===== TEXTO PARA LEER

Cada imagen se redimensiona a `512×512`. Para cada bbox que coincide con un campo clave se dibuja en la máscara el polígono con el ID de clase correspondiente.

In [None]:
def build_segmentation_mask(img_orig, boxes_df, keys):
    """
    Genera una máscara de segmentación semántica del tamaño original de la imagen.
    Cada píxel inside un bbox de campo clave recibe el ID de clase correspondiente.
    """
    h, w = img_orig.shape[:2]
    mask = np.zeros((h, w), dtype=np.uint8)  # 0 = background

    matched = find_key_boxes(boxes_df, keys)
    for field, idxs in matched.items():
        class_id = FIELD_CLASSES[field]
        for i in idxs:
            row = boxes_df.loc[i]
            pts = np.array([[row.x1,row.y1],[row.x2,row.y2],
                            [row.x3,row.y3],[row.x4,row.y4]], np.int32)
            cv2.fillPoly(mask, [pts], class_id)
    return mask


def preprocess_sample(idx):
    """Carga, redimensiona y devuelve (img_norm, mask_resized)."""
    img, boxes_df, keys = load_sample(idx)
    mask = build_segmentation_mask(img, boxes_df, keys)

    img_resized  = cv2.resize(img,  (IMG_W, IMG_H), interpolation=cv2.INTER_LINEAR)
    mask_resized = cv2.resize(mask, (IMG_W, IMG_H), interpolation=cv2.INTER_NEAREST)

    img_norm = img_resized.astype(np.float32) / 255.0
    return img_norm, mask_resized


# ─── Verificación visual de las máscaras ─────────────────────────────────────
cmap = ListedColormap(["black","red","lime","blue","yellow"])

fig, axes = plt.subplots(3, 3, figsize=(15, 12))
for i, idx in enumerate(sample_ids[:3]):
    img_n, mask = preprocess_sample(idx)
    axes[i][0].imshow(img_n);                axes[i][0].set_title(f"#{idx} — Imagen")
    axes[i][1].imshow(mask, cmap=cmap, vmin=0, vmax=4)
    axes[i][1].set_title("Máscara de segmentación")
    axes[i][2].imshow(img_n)
    axes[i][2].imshow(mask, cmap=cmap, vmin=0, vmax=4, alpha=0.45)
    axes[i][2].set_title("Overlay")
    for ax in axes[i]: ax.axis("off")

==========
===== CONJUNTO DE DATOS

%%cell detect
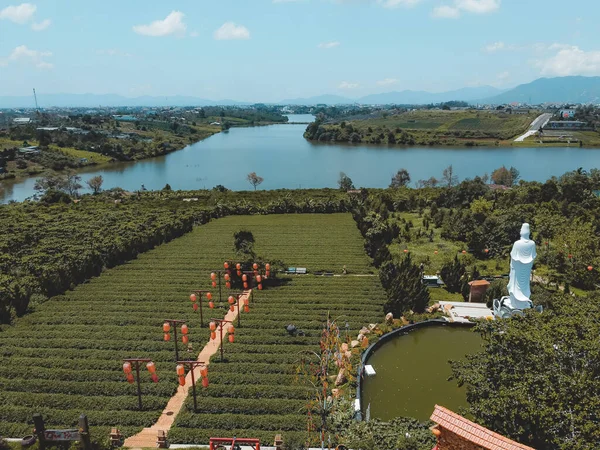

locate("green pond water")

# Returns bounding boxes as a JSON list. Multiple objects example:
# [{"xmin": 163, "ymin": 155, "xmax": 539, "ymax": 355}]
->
[{"xmin": 361, "ymin": 325, "xmax": 481, "ymax": 420}]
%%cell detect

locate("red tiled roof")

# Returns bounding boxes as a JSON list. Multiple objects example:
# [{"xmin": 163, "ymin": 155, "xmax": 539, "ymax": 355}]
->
[{"xmin": 431, "ymin": 405, "xmax": 535, "ymax": 450}]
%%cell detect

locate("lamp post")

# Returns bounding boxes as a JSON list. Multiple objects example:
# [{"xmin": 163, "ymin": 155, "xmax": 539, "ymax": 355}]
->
[
  {"xmin": 123, "ymin": 358, "xmax": 158, "ymax": 411},
  {"xmin": 176, "ymin": 361, "xmax": 208, "ymax": 412},
  {"xmin": 209, "ymin": 319, "xmax": 235, "ymax": 362},
  {"xmin": 163, "ymin": 319, "xmax": 188, "ymax": 361},
  {"xmin": 190, "ymin": 290, "xmax": 215, "ymax": 328}
]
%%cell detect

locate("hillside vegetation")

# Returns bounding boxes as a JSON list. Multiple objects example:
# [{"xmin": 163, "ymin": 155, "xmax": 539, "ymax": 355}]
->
[{"xmin": 304, "ymin": 110, "xmax": 538, "ymax": 146}]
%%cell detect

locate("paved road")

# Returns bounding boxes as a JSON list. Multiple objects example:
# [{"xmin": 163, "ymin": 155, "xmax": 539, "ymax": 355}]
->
[{"xmin": 515, "ymin": 114, "xmax": 552, "ymax": 142}]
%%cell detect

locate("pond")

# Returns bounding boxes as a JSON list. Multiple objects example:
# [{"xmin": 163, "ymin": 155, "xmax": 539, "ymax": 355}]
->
[
  {"xmin": 0, "ymin": 115, "xmax": 600, "ymax": 202},
  {"xmin": 361, "ymin": 325, "xmax": 481, "ymax": 421}
]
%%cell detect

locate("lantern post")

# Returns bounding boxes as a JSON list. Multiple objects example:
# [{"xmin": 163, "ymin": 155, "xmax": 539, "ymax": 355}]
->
[
  {"xmin": 177, "ymin": 361, "xmax": 208, "ymax": 412},
  {"xmin": 231, "ymin": 292, "xmax": 246, "ymax": 327},
  {"xmin": 210, "ymin": 319, "xmax": 231, "ymax": 362},
  {"xmin": 123, "ymin": 358, "xmax": 158, "ymax": 411},
  {"xmin": 190, "ymin": 290, "xmax": 214, "ymax": 328},
  {"xmin": 163, "ymin": 319, "xmax": 188, "ymax": 361}
]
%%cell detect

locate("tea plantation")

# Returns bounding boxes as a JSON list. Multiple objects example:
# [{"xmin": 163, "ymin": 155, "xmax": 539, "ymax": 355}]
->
[{"xmin": 0, "ymin": 214, "xmax": 384, "ymax": 443}]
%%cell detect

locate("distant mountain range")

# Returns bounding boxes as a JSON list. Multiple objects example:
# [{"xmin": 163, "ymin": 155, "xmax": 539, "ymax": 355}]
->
[
  {"xmin": 0, "ymin": 77, "xmax": 600, "ymax": 108},
  {"xmin": 479, "ymin": 77, "xmax": 600, "ymax": 105},
  {"xmin": 0, "ymin": 92, "xmax": 251, "ymax": 108},
  {"xmin": 279, "ymin": 86, "xmax": 504, "ymax": 105}
]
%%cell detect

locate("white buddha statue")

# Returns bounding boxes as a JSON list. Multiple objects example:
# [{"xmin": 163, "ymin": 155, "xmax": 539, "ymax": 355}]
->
[{"xmin": 504, "ymin": 223, "xmax": 537, "ymax": 309}]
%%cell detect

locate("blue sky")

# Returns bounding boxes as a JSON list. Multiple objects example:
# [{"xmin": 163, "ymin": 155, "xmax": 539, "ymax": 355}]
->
[{"xmin": 0, "ymin": 0, "xmax": 600, "ymax": 101}]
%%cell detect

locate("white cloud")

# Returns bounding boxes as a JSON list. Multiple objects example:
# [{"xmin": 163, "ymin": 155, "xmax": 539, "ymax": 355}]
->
[
  {"xmin": 338, "ymin": 81, "xmax": 359, "ymax": 89},
  {"xmin": 484, "ymin": 41, "xmax": 506, "ymax": 53},
  {"xmin": 317, "ymin": 41, "xmax": 340, "ymax": 48},
  {"xmin": 214, "ymin": 22, "xmax": 250, "ymax": 41},
  {"xmin": 133, "ymin": 11, "xmax": 187, "ymax": 36},
  {"xmin": 96, "ymin": 48, "xmax": 133, "ymax": 57},
  {"xmin": 431, "ymin": 0, "xmax": 502, "ymax": 19},
  {"xmin": 0, "ymin": 3, "xmax": 37, "ymax": 25},
  {"xmin": 454, "ymin": 0, "xmax": 502, "ymax": 14},
  {"xmin": 4, "ymin": 45, "xmax": 54, "ymax": 69},
  {"xmin": 536, "ymin": 46, "xmax": 600, "ymax": 77},
  {"xmin": 431, "ymin": 5, "xmax": 460, "ymax": 19},
  {"xmin": 31, "ymin": 19, "xmax": 52, "ymax": 31},
  {"xmin": 377, "ymin": 78, "xmax": 398, "ymax": 86},
  {"xmin": 496, "ymin": 71, "xmax": 510, "ymax": 84}
]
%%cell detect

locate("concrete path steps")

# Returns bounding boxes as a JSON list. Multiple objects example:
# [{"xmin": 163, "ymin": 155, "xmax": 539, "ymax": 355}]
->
[{"xmin": 123, "ymin": 289, "xmax": 252, "ymax": 448}]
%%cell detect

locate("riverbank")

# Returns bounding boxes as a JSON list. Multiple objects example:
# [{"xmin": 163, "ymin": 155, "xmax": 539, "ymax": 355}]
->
[{"xmin": 304, "ymin": 110, "xmax": 600, "ymax": 147}]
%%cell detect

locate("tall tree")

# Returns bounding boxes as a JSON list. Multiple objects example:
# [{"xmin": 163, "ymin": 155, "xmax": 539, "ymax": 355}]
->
[
  {"xmin": 246, "ymin": 172, "xmax": 265, "ymax": 190},
  {"xmin": 451, "ymin": 290, "xmax": 600, "ymax": 450},
  {"xmin": 379, "ymin": 253, "xmax": 429, "ymax": 317},
  {"xmin": 86, "ymin": 175, "xmax": 104, "ymax": 194},
  {"xmin": 442, "ymin": 164, "xmax": 458, "ymax": 187},
  {"xmin": 390, "ymin": 168, "xmax": 410, "ymax": 188},
  {"xmin": 338, "ymin": 172, "xmax": 354, "ymax": 191}
]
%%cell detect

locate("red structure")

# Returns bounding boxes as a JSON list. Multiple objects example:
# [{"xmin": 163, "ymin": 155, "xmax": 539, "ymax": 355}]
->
[{"xmin": 209, "ymin": 437, "xmax": 260, "ymax": 450}]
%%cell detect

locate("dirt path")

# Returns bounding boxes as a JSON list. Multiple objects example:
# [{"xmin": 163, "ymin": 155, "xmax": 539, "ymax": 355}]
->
[{"xmin": 123, "ymin": 289, "xmax": 252, "ymax": 448}]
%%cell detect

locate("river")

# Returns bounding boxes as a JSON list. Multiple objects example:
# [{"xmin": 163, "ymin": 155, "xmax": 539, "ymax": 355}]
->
[{"xmin": 0, "ymin": 115, "xmax": 600, "ymax": 202}]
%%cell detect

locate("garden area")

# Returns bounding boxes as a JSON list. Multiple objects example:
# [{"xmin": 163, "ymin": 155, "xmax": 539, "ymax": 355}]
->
[{"xmin": 0, "ymin": 214, "xmax": 384, "ymax": 443}]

==========

__EJERCICIO PROPUESTO 1__. Reproduce el fragmento sobre máscaras de segmentación desde "img, boxes_df, keys = load_sample(idx)" y continuando hasta "(IMG_W, IMG_H), interpolation=cv2.INTER_NEAREST)".
__EJERCICIO PROPUESTO 2__. Según el fragmento sobre máscaras de segmentación, ¿a qué tamaño se redimensiona cada imagen?

__RESULTADO DEL EJERCICIO 1__.
img, boxes_df, keys = load_sample(idx)
    mask = build_segmentation_mask(img, boxes_df, keys)

    img_resized  = cv2.resize(img,  (IMG_W, IMG_H), interpolation=cv2.INTER_LINEAR)
    mask_resized = cv2.resize(mask, (IMG_W, IMG_H), interpolation=cv2.INTER_NEAREST)

__RESULTADO DEL EJERCICIO 2__. Cada imagen se redimensiona a 512×512.